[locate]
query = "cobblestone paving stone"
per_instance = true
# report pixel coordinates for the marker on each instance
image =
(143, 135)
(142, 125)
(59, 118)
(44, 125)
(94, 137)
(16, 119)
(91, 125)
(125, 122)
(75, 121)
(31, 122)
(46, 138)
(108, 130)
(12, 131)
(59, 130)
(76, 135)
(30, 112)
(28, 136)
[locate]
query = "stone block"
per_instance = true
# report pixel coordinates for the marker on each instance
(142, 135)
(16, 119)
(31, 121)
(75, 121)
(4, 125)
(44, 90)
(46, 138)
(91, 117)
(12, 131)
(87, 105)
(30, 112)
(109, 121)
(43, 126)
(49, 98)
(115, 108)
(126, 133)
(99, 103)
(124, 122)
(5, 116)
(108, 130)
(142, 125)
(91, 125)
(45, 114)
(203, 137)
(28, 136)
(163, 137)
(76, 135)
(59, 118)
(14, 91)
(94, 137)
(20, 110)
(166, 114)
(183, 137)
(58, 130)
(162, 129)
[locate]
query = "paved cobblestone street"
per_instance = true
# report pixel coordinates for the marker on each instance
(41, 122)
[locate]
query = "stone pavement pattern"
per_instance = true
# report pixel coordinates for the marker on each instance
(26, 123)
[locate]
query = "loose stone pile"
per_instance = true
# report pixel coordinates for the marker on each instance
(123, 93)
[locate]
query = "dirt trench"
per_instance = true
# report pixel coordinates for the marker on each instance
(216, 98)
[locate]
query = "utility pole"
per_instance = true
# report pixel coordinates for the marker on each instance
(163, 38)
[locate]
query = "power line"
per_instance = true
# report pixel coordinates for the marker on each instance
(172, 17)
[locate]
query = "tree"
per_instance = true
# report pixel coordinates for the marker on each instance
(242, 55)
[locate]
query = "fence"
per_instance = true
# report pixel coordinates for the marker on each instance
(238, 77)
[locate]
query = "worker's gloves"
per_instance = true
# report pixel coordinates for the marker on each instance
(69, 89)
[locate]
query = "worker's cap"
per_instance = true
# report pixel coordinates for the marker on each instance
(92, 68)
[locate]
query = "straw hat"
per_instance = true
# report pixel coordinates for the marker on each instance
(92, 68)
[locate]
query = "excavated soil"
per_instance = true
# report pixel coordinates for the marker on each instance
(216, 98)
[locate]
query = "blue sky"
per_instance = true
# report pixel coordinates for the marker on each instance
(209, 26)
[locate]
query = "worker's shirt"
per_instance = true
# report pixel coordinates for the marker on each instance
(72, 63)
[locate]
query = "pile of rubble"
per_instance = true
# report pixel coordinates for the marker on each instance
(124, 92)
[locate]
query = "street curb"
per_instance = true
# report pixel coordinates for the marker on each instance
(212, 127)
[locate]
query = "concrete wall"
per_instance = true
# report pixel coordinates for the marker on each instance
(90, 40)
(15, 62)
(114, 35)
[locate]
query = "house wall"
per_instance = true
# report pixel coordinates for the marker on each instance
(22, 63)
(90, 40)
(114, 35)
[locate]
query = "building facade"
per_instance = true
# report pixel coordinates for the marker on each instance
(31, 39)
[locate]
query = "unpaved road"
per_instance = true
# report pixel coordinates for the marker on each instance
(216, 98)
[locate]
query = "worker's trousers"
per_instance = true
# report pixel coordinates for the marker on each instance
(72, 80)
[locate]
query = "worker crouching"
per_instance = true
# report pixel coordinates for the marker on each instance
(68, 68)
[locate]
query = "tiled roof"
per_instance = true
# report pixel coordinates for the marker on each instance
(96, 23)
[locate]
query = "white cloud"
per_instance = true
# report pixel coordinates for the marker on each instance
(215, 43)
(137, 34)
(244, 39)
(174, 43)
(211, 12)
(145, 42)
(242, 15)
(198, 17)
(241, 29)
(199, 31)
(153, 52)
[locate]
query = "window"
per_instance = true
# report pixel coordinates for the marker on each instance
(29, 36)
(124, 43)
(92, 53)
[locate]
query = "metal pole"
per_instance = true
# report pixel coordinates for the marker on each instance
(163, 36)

==================================================

### AIM OF THE TASK
How many lines in the records hold the string "wall"? Reply with the number alone.

### ANSWER SPACE
2